Exactly as written, set down every entry once more.

INFORMATION GIVEN below:

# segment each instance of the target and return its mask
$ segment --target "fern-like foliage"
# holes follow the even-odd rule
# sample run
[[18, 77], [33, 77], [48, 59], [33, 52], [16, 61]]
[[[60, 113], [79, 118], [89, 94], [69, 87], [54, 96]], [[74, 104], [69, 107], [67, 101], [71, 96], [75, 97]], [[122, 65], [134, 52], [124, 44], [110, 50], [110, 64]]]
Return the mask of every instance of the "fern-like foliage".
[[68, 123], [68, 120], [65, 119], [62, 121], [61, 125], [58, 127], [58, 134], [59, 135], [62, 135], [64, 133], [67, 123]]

End of INFORMATION GIVEN.

## OUTPUT FOR THIS EXERCISE
# segment each instance of the target and return its mask
$ segment --target "fern-like foliage"
# holes follow the even-odd rule
# sample run
[[18, 77], [33, 77], [48, 59], [33, 52], [16, 61]]
[[[60, 113], [79, 118], [89, 94], [69, 87], [54, 96]], [[74, 104], [69, 107], [67, 101], [71, 96], [75, 97]], [[122, 65], [134, 52], [124, 44], [110, 50], [110, 64]]]
Return the mask of every instance of the "fern-like foliage".
[[68, 123], [68, 120], [65, 119], [62, 121], [61, 125], [58, 127], [58, 134], [59, 135], [62, 135], [64, 133], [67, 123]]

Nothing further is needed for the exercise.